> _Tugas Pengerjaan_
Susunlah seluruh data di bawah ini menjadi daftar JSON berisi string, satu string untuk setiap baris, tanpa baris kosong. Gambar tidak perlu dimasukkan ke dalam jawaban.

##### Kumpulan Data

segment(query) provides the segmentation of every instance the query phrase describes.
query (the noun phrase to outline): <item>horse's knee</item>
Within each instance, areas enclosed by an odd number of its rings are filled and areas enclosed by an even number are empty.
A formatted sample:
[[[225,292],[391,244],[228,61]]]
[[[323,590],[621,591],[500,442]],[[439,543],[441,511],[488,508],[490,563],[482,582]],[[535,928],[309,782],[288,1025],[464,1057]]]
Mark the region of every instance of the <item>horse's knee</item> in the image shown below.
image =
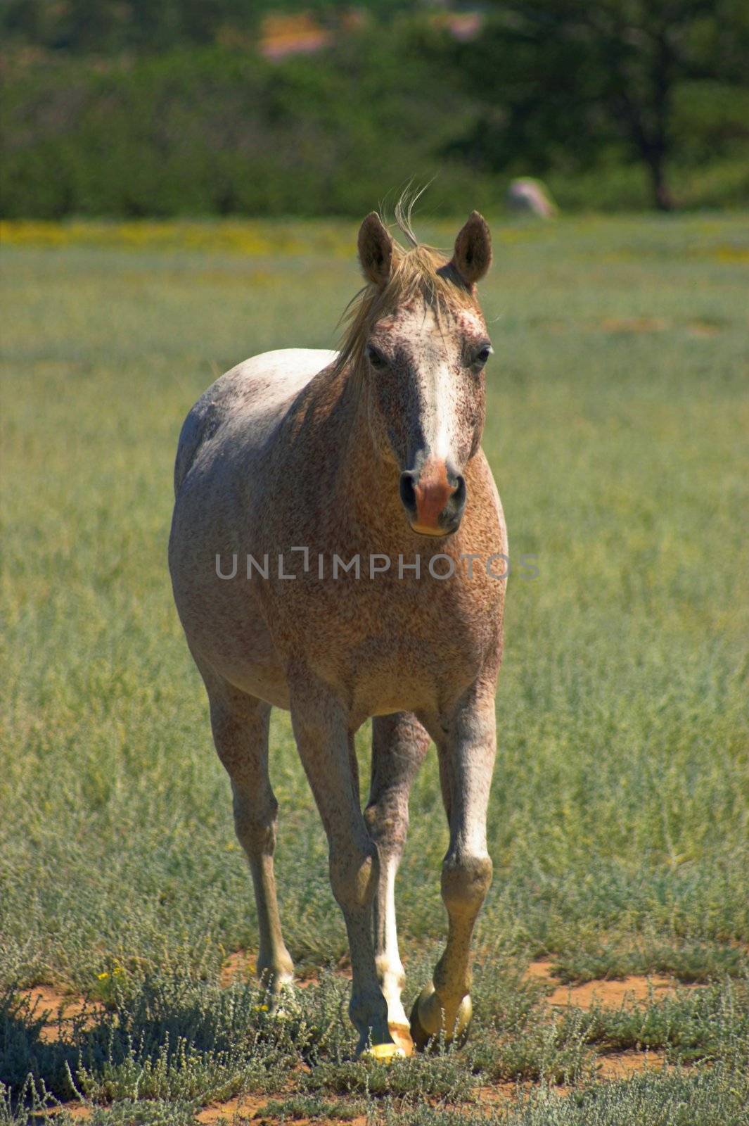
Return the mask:
[[[369,906],[377,888],[379,859],[373,841],[353,848],[331,848],[331,887],[342,911]]]
[[[249,797],[234,790],[234,831],[251,856],[272,855],[276,849],[278,802],[273,794]]]
[[[491,884],[491,858],[449,854],[442,865],[442,899],[451,915],[478,913]]]
[[[385,793],[364,810],[370,835],[388,854],[400,855],[408,832],[408,805],[400,794]]]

##########

> _Hasil Pengerjaan_
[
  "segment(query) provides the segmentation of every instance the query phrase describes.",
  "query (the noun phrase to outline): <item>horse's knee</item>",
  "Within each instance, areas enclosed by an odd number of its rings are filled and areas enclosed by an even number are empty.",
  "A formatted sample:",
  "[[[225,292],[391,244],[228,61]]]",
  "[[[323,590],[621,591],[500,442]],[[439,543],[441,511],[488,508],[490,563],[482,582]],[[535,928],[309,782],[288,1025],[464,1057]]]",
  "Mark the region of every instance of the <item>horse's knee</item> in the image shown below.",
  "image =",
  "Return the mask:",
  "[[[369,906],[377,888],[379,859],[373,841],[353,848],[331,848],[331,887],[342,911]]]",
  "[[[249,797],[234,790],[234,831],[251,856],[272,855],[276,849],[278,802],[273,794]]]",
  "[[[491,884],[491,858],[449,854],[442,865],[442,899],[451,915],[478,913]]]",
  "[[[385,793],[364,810],[370,835],[388,854],[400,855],[408,832],[408,805],[400,794]]]"
]